- _EXTRAIT CITÉ_
==*==
Comme l'a dit M. Cherki, elles sont en définitive robustes. Le référé de la Cour constate, et c'est essentiel, qu'il n'y a pas de biais optimiste ou pessimiste à moyen terme. Il me semble que ce constat fait perdre de sa pertinence à la question de savoir s'il faut retenir plutôt une hypothèse basse ou plutôt une hypothèse moyenne, ce qui serait du reste difficile à formaliser dans nos exercices de prévision. En revanche, il met en exergue le caractère déterminant des hypothèses macroéconomiques dans les erreurs qui peuvent survenir.
Je veux souligner aussi la coordination interdirectionnelle forte qui existe au sein du ministère des Finances sur ces procédures. Je ne suis pas certain que la RGPP ait en quoi que ce soit réduit les capacités d'expertise des directions. Il n'y a d'ailleurs pas eu, dans le cadre de la RGPP, de réductions de moyens affectant les services chargés des prévisions de recettes. C'est important car une certaine stabilité des équipes et de leur capacité à accumuler du savoir-faire est déterminante pour la qualité des prévisions. Il n'y a pas que les modèles : la bonne connaissance de chaque impôt et des recouvrements permet aussi de consolider de manière empirique telle ou telle hypothèse.
==*==
- _EXERCICES_
**A.** Citez l'extrait sur les prévisions de recettes en commençant à « Comme l'a dit » et en terminant à « qui peuvent survenir. ».
**B.** Affichez sans rien changer les lignes de données, en commençant par celle qui contient « the man's neck. » et en terminant par celle qui contient « [269,15,758,548] », ces deux lignes comprises.

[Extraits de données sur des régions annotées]
==*==
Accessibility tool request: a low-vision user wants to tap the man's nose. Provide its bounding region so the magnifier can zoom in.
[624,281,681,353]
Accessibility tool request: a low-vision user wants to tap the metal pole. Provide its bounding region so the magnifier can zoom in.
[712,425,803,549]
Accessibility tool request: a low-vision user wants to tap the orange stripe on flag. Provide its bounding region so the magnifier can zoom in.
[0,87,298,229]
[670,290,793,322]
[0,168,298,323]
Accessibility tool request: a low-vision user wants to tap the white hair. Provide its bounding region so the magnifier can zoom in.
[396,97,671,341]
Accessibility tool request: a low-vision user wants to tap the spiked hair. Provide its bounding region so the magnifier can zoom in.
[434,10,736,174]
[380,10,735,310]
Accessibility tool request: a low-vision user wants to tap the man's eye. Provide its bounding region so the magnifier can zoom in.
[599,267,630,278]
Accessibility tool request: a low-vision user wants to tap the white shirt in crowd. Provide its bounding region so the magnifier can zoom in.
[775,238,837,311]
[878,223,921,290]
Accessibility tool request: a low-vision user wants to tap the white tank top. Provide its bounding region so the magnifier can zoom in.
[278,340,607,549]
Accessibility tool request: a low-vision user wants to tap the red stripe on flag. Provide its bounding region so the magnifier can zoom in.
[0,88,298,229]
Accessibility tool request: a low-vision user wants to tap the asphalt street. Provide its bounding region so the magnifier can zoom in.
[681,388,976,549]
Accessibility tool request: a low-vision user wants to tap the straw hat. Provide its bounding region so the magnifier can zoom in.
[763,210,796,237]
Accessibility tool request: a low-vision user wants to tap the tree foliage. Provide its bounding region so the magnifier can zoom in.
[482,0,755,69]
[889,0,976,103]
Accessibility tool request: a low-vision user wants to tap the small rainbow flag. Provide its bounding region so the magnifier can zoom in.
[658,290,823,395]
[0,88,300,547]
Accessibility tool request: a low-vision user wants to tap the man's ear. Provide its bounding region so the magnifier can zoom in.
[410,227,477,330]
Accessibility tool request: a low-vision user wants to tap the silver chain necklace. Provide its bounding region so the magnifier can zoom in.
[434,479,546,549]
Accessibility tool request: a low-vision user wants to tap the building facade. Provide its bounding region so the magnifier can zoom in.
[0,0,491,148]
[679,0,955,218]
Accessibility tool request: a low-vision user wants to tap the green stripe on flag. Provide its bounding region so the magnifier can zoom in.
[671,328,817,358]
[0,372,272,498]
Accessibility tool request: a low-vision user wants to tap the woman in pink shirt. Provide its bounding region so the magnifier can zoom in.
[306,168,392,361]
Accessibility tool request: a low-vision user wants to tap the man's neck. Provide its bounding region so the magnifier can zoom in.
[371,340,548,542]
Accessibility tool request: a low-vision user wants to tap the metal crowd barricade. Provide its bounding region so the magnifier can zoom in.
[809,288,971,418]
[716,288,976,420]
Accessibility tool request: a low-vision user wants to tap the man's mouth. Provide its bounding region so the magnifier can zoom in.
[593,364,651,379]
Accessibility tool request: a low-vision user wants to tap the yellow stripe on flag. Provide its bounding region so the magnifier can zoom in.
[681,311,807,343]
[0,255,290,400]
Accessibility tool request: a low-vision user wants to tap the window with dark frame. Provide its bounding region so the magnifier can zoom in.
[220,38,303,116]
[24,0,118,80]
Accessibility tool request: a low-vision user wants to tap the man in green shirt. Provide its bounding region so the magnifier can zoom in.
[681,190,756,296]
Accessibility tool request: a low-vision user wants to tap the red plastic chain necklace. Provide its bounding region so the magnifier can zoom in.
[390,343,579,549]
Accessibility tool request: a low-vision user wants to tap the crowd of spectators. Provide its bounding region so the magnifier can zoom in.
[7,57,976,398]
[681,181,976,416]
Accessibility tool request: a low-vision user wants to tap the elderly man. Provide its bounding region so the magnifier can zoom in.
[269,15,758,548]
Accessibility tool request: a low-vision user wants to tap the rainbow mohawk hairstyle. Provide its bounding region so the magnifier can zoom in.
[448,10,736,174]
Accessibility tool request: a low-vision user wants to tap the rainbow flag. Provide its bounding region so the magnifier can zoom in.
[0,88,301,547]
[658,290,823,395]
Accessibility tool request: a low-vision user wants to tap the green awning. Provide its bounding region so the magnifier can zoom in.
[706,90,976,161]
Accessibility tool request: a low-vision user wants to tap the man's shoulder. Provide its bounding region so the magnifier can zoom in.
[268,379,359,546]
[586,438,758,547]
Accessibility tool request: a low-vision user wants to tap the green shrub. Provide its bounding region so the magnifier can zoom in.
==*==
- _RÉPONSES COMPLÈTES_
**A.**
Comme l'a dit M. Cherki, elles sont en définitive robustes. Le référé de la Cour constate, et c'est essentiel, qu'il n'y a pas de biais optimiste ou pessimiste à moyen terme. Il me semble que ce constat fait perdre de sa pertinence à la question de savoir s'il faut retenir plutôt une hypothèse basse ou plutôt une hypothèse moyenne, ce qui serait du reste difficile à formaliser dans nos exercices de prévision. En revanche, il met en exergue le caractère déterminant des hypothèses macroéconomiques dans les erreurs qui peuvent survenir.

**B.**
Accessibility tool request: a low-vision user wants to tap the man's neck. Provide its bounding region so the magnifier can zoom in.
[371,340,548,542]
Accessibility tool request: a low-vision user wants to tap the metal crowd barricade. Provide its bounding region so the magnifier can zoom in.
[809,288,971,418]
[716,288,976,420]
Accessibility tool request: a low-vision user wants to tap the man's mouth. Provide its bounding region so the magnifier can zoom in.
[593,364,651,379]
Accessibility tool request: a low-vision user wants to tap the yellow stripe on flag. Provide its bounding region so the magnifier can zoom in.
[681,311,807,343]
[0,255,290,400]
Accessibility tool request: a low-vision user wants to tap the window with dark frame. Provide its bounding region so the magnifier can zoom in.
[220,38,303,116]
[24,0,118,80]
Accessibility tool request: a low-vision user wants to tap the man in green shirt. Provide its bounding region so the magnifier can zoom in.
[681,190,756,296]
Accessibility tool request: a low-vision user wants to tap the red plastic chain necklace. Provide its bounding region so the magnifier can zoom in.
[390,343,579,549]
Accessibility tool request: a low-vision user wants to tap the crowd of spectators. Provide its bounding region so the magnifier can zoom in.
[7,57,976,398]
[681,181,976,416]
Accessibility tool request: a low-vision user wants to tap the elderly man. Provide its bounding region so the magnifier can zoom in.
[269,15,758,548]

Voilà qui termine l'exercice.